§ **WHAT NEEDS TO BE DONE**
Tally the lines in the records below that contain the string "rink", with case counting, and give only the number.

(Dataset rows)

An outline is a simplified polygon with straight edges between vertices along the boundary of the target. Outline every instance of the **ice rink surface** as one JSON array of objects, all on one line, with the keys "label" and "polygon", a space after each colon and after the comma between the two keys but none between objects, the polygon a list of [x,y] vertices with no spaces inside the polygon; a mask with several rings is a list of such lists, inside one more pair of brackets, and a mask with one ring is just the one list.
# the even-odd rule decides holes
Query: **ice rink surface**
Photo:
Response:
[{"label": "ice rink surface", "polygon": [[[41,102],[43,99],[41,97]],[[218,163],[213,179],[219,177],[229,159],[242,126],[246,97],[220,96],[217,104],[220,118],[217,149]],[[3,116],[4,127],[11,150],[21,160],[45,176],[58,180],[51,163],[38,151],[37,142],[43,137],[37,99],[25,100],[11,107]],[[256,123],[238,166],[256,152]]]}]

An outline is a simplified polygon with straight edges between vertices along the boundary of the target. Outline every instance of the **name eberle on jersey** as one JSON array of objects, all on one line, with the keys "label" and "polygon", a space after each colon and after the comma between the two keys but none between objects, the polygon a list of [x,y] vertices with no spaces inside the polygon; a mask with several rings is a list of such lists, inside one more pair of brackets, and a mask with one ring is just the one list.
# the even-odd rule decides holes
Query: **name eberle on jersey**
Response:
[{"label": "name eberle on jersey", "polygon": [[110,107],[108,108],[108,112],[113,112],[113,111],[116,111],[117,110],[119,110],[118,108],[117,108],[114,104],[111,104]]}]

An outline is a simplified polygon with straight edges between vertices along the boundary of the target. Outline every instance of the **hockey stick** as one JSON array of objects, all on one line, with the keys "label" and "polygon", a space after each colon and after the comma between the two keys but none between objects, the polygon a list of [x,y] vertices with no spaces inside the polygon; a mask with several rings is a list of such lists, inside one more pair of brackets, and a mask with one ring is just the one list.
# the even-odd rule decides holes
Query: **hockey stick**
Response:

§ **SOLUTION FOR THIS PROBLEM**
3